◆ **Given problem 1**
In the passage on segmenting computer-based actions, how may the collected and pre-processed actions be sorted in operation 502?
◆ **Given problem 2**
Update the passage on segmenting computer-based actions between "The actions may" and "action label 324).", inclusive, by replacing "string" with "vector".

Thus, in some embodiments, dividing the series of computer-based
actions into segments at points where the loss of NN or autoencoder
is above a threshold includes, for each of a sequence of actions
within the sliding window, determining if the sequence when
provided to the NN corresponds to a loss above (or equal to and
above) a threshold. If the sequence when provided to the NN
corresponds to or causes the NN to output a loss above a threshold,
it is determined that an action in the sequence of actions within
the sliding window should not be part of a segment or sentence
being created: for example, the last or latest (e.g. most recently
added to the sliding window, or latest in time per a timestamp)
individual action may be determined to be not part of the sentence,
or in the "in-between", and all actions except for the last action
in the sequence of actions within the sliding window should be part
of the segment being created.
[0056] Actions may be associated with or appended to sentences in
various manners. In one embodiment, each sentence created is
assigned a sentence number, and a table or association may be
created where each action is associated, e.g. using its action ID,
with a sentence number. Adding a sentence number to an entry
corresponding to an action appends that action to the sentence
having the sentence number.
[0057] FIG. 4 is a flowchart of a method according to embodiments
of the present invention. The operations of FIG. 4 may be performed
using systems such as in FIG. 1 and FIG. 5, but other systems may
be used.
[0058] In operation 500, actions may be collected, e.g. from
desk-top monitoring systems executed by computers used by agents.
The actions may be pre-processed: e.g. each action may be processed
to be represented as a string or another form, generalized and
assigned a name or label (e.g. action label 324).
[0059] In operation 502, the series of collected and pre-processed
actions may be sorted, for example by user and timestamp, to obtain
a first series of a number of second series of actions, each second
series of actions performed by one person and typically ordered by
time.

◆ **Stored rows**
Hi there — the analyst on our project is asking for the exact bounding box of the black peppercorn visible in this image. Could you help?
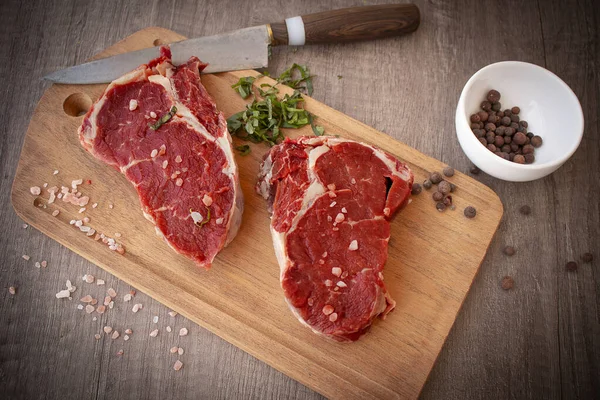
[487,89,500,103]
[410,183,422,195]
[513,132,527,145]
[464,206,477,218]
[513,154,525,164]
[438,181,451,195]
[429,172,444,185]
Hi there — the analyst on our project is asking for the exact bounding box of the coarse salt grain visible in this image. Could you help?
[322,304,333,315]
[173,360,183,371]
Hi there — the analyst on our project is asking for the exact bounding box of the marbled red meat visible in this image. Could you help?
[257,137,413,341]
[79,48,243,268]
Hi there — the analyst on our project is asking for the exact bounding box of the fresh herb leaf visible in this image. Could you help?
[235,144,250,156]
[277,63,313,96]
[148,106,177,130]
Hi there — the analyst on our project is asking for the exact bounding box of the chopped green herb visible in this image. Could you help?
[148,106,177,130]
[277,63,313,96]
[231,76,256,99]
[235,144,250,156]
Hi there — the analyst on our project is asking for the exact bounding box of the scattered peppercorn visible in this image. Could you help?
[519,205,531,215]
[464,206,477,218]
[565,261,577,271]
[504,246,515,257]
[438,181,452,195]
[410,183,422,195]
[500,276,515,290]
[429,172,443,185]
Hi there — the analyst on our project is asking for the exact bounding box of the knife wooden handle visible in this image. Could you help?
[270,4,421,46]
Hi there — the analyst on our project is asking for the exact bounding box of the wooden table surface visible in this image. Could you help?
[0,0,600,399]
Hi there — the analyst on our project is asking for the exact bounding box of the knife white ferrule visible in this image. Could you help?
[285,16,306,46]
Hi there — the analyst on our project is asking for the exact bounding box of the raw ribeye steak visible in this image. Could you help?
[79,48,243,268]
[257,137,413,341]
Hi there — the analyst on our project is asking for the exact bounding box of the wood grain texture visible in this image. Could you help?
[272,4,420,45]
[12,28,502,399]
[0,0,600,399]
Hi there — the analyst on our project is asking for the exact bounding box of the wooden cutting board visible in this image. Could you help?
[12,28,502,399]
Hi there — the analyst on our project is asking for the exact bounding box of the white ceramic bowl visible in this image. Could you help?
[456,61,583,182]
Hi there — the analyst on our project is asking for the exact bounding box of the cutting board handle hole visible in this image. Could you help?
[63,93,92,117]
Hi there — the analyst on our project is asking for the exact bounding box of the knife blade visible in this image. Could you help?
[44,4,420,84]
[44,25,270,84]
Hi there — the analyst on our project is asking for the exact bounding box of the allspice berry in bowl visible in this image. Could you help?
[455,61,584,182]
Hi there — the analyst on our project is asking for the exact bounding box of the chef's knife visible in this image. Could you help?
[44,4,420,84]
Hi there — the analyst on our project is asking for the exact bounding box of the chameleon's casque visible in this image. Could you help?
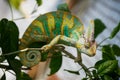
[19,11,84,67]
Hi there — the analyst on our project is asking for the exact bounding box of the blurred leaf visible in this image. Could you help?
[64,69,80,75]
[94,19,106,38]
[95,60,105,69]
[0,19,19,59]
[9,59,22,80]
[102,45,116,60]
[49,52,62,75]
[36,0,42,6]
[97,60,118,76]
[9,0,23,9]
[104,75,113,80]
[117,68,120,77]
[29,42,48,61]
[19,72,32,80]
[57,3,70,12]
[92,70,99,80]
[82,78,88,80]
[0,56,5,63]
[110,23,120,39]
[112,44,120,56]
[0,73,6,80]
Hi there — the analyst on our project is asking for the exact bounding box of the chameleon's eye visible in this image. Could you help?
[85,45,90,49]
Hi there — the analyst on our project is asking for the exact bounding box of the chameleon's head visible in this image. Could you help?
[77,20,97,56]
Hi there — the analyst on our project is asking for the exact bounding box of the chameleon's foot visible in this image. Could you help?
[41,44,51,52]
[74,58,82,62]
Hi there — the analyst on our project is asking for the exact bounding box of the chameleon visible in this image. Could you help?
[19,3,96,67]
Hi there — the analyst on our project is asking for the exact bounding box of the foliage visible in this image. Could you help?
[8,0,42,9]
[0,0,120,80]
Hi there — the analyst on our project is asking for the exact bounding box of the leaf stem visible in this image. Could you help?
[8,0,14,21]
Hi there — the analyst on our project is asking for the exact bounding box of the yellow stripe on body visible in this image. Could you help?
[61,13,74,35]
[32,20,46,35]
[46,13,55,37]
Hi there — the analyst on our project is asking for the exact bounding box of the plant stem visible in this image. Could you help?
[62,50,92,80]
[97,37,110,46]
[8,0,14,21]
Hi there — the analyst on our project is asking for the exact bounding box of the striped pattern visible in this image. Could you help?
[19,11,84,67]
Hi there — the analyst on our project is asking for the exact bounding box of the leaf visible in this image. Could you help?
[94,19,106,38]
[0,19,19,59]
[9,0,23,9]
[49,52,62,75]
[57,3,70,12]
[0,56,5,63]
[9,59,22,80]
[29,42,48,61]
[64,69,80,75]
[20,72,32,80]
[112,44,120,56]
[102,45,116,60]
[0,73,6,80]
[110,23,120,39]
[36,0,42,6]
[95,60,106,69]
[104,75,113,80]
[82,78,88,80]
[97,60,118,76]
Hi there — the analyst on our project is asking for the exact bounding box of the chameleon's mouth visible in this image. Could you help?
[87,42,97,56]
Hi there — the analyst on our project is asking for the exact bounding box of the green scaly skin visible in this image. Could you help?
[19,11,96,67]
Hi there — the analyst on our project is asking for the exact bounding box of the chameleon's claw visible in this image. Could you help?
[41,44,51,52]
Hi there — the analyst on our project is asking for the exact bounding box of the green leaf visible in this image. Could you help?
[49,52,62,75]
[9,0,23,9]
[94,19,106,38]
[0,19,19,59]
[102,45,116,60]
[29,42,48,61]
[64,69,80,75]
[0,73,6,80]
[112,44,120,56]
[82,78,88,80]
[57,3,70,12]
[97,60,118,76]
[19,72,32,80]
[0,56,5,63]
[36,0,42,6]
[95,60,105,69]
[110,23,120,39]
[104,75,113,80]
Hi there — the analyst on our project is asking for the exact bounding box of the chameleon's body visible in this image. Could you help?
[19,11,84,66]
[19,3,96,67]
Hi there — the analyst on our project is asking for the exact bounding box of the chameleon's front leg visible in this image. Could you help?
[41,35,76,51]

◆ **Task output 1**
By user and timestamp.

◆ **Task output 2**
The actions may be pre-processed: e.g. each action may be processed
to be represented as a vector or another form, generalized and
assigned a name or label (e.g. action label 324).